Find the line with "Objective — one marker per instance of the bakery" and the line with "Objective — one marker per instance of the green" in the entries below; output exactly those two lines, every line between them, and no others.
(RECORDS SUPPLIED begins)
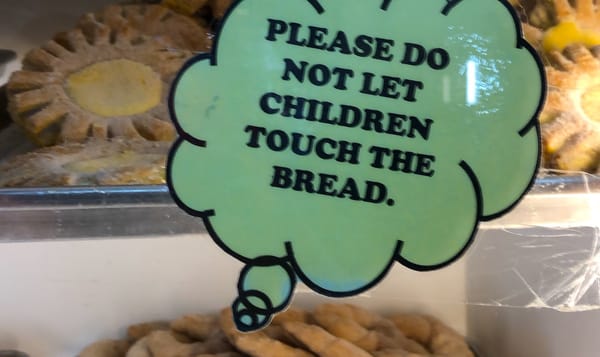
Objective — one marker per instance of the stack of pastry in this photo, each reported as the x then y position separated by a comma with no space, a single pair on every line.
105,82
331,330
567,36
(RECORDS SUPPLIED ends)
(RECORDS SUPPLIED begins)
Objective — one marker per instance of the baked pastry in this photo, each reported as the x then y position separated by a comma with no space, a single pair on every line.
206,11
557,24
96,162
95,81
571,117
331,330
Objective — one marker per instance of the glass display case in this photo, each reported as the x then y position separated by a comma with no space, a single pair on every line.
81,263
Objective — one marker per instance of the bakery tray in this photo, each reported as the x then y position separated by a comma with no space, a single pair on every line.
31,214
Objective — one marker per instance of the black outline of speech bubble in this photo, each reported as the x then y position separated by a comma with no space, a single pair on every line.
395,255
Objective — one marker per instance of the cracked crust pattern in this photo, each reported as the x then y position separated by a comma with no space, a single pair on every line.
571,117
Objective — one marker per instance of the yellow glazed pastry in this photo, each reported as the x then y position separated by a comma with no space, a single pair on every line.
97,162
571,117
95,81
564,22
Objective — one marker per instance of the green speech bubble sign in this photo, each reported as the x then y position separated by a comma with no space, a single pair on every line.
(RECORDS SUPPLIED ends)
TASK OUTPUT:
Objective — one marker per instance of the bakery tray in this photo, each reported as the x then y position separated by a comma with no space, a single pair on every line.
31,214
Objective — one marker per instance of the black outline of speech bubble in this photo, each reported as the x then y position separated by a comma with no space, a single pair on every line.
395,255
Objective — one marker per instance of the cracked crust pattern in this photo, each reported as the x then y position separated by a comma with no space, a single pair on every line.
571,117
Objective — one marker per instance of the yellow glazed pastry in this photo, each reported as the x then y position separated by a comma with no space, a single pair on every line.
97,162
571,117
95,81
564,22
Objective — one marker per instance of the green speech bubble sign in this photo, each reported as the x then y position separated by a comma with no space, a single pair on every line.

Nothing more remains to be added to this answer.